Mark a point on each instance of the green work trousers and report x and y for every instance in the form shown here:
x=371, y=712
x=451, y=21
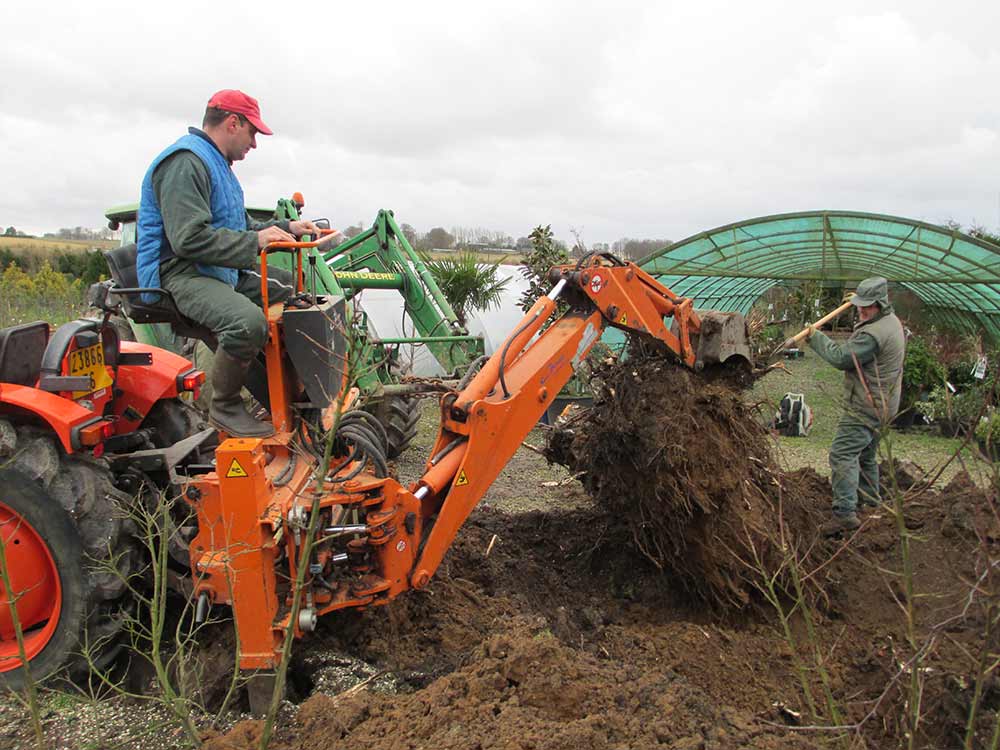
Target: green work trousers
x=233, y=315
x=854, y=465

· · ·

Copy each line of the items above that contains the word "trousers".

**EXERCISE SOLUTION:**
Mark a point on each instance of the green work trousers and report x and y for every instance in the form shown here:
Target: green work trousers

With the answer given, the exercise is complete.